WHAT IS BEING ASKED: Express the listing as a Markdown table, starting at the line containing "Kindly put a point on every instance of the cucumber" and ending at the final line of the listing, with the columns "Row" and "Line" and with blank lines omitted.

Excerpts from the pointing data:
==================================================

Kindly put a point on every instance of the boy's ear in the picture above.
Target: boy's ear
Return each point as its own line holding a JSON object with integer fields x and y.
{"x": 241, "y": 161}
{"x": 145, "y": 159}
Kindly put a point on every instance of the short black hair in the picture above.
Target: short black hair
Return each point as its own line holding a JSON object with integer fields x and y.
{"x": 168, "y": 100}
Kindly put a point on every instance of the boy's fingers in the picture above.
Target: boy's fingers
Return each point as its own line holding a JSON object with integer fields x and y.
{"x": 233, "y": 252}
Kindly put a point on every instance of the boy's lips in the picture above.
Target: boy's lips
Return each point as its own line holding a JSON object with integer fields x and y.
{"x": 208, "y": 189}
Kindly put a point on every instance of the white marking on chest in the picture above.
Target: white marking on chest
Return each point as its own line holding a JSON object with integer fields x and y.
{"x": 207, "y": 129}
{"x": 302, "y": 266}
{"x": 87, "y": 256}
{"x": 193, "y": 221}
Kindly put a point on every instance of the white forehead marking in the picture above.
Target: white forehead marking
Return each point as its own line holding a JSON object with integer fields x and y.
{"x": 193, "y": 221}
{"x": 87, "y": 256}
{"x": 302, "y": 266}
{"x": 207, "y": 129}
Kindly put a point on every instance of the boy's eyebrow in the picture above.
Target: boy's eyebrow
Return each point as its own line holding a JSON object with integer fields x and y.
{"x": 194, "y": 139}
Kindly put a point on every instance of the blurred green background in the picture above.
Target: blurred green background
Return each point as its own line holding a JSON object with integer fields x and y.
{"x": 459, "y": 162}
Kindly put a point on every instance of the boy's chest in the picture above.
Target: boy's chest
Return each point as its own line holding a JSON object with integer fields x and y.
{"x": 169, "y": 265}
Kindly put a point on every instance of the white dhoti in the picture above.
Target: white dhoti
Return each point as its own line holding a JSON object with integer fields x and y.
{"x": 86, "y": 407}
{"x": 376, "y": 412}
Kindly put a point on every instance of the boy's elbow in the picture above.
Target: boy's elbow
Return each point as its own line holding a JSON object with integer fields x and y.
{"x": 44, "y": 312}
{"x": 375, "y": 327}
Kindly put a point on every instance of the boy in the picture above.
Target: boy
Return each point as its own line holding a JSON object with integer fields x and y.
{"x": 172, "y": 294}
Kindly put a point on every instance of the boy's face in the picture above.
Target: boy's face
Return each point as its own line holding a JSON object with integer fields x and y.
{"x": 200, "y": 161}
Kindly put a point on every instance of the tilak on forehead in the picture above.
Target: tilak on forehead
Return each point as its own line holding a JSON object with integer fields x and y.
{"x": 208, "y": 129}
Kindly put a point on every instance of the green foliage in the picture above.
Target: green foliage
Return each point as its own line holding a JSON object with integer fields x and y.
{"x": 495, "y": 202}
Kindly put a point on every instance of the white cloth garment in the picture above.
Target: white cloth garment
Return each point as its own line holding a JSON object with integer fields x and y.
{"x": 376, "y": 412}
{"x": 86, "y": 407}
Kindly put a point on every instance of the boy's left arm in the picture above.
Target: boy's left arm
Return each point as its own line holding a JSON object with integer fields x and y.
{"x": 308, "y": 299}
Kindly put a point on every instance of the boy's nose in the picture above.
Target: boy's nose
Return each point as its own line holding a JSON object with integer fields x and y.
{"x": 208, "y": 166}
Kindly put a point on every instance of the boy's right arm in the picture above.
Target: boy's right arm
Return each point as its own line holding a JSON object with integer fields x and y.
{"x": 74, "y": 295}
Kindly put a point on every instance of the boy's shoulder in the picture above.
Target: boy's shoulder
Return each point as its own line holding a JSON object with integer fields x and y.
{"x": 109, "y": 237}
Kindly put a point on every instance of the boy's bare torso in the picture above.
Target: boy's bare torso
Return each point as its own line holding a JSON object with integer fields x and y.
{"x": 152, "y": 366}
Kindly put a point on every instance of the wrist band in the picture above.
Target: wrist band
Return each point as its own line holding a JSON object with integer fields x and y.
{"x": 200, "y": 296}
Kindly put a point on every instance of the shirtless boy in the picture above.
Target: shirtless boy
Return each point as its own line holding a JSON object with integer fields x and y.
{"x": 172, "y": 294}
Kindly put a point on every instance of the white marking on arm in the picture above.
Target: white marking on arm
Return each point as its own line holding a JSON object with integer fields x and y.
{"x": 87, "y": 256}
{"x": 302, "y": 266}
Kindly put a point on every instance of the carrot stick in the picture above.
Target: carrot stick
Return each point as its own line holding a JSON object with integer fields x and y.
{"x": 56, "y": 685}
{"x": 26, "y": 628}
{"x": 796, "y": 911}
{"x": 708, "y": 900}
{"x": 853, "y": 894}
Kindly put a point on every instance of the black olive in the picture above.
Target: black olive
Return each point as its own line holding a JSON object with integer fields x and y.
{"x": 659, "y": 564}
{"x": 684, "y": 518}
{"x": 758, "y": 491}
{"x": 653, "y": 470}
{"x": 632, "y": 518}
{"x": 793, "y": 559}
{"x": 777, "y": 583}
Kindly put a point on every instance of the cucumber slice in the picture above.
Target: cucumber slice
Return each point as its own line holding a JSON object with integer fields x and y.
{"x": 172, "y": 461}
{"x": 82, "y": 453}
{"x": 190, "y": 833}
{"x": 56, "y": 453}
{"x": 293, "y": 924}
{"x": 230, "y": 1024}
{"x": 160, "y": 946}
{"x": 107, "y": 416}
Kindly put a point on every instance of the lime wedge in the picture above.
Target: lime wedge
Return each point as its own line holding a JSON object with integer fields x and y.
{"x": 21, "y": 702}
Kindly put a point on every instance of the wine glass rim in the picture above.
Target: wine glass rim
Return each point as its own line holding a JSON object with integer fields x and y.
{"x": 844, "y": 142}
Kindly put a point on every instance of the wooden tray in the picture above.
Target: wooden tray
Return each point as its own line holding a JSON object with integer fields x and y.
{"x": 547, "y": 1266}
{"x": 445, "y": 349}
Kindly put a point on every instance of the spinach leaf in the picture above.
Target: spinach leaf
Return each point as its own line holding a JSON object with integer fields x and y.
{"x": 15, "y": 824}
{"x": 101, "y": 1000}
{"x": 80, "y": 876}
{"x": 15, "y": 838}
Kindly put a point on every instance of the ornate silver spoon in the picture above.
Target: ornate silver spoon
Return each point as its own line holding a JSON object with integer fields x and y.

==================================================

SOLUTION:
| Row | Line |
|---|---|
| 1 | Kindly put a point on every instance of the cucumber slice in the picture above. |
| 2 | Target: cucumber slice |
| 3 | Return each point as its own line holding a JSON object with integer fields x and y. |
| 4 | {"x": 172, "y": 461} |
| 5 | {"x": 82, "y": 453} |
| 6 | {"x": 190, "y": 833} |
| 7 | {"x": 56, "y": 453} |
| 8 | {"x": 293, "y": 924} |
| 9 | {"x": 230, "y": 1024} |
| 10 | {"x": 160, "y": 946} |
| 11 | {"x": 107, "y": 416} |
| 12 | Kindly put a point on every instance of the lime wedge in the picture above. |
| 13 | Target: lime wedge |
| 14 | Return each point as its own line holding a JSON object with integer fields x and y. |
| 15 | {"x": 21, "y": 702} |
| 16 | Kindly put a point on every instance of the wine glass rim in the picture above. |
| 17 | Target: wine glass rim |
| 18 | Return each point as its own line holding a JSON object with integer fields x and y. |
| 19 | {"x": 844, "y": 142} |
| 20 | Kindly put a point on every instance of the wooden tray in the picture above. |
| 21 | Target: wooden tray |
| 22 | Return each point as its own line holding a JSON object with integer fields x and y. |
| 23 | {"x": 547, "y": 1266} |
| 24 | {"x": 445, "y": 349} |
| 25 | Kindly put a point on every instance of the spinach leaf in the picture above. |
| 26 | Target: spinach leaf |
| 27 | Return each point as its own line holding a JSON object with integer fields x and y. |
| 28 | {"x": 15, "y": 824} |
| 29 | {"x": 101, "y": 1000} |
| 30 | {"x": 80, "y": 876} |
| 31 | {"x": 15, "y": 838} |
| 32 | Kindly put a point on every instance of the ornate silver spoon in the picture above. |
| 33 | Target: ornate silver spoon |
| 34 | Return each point as its own line holding a JSON object with integer fields x and y. |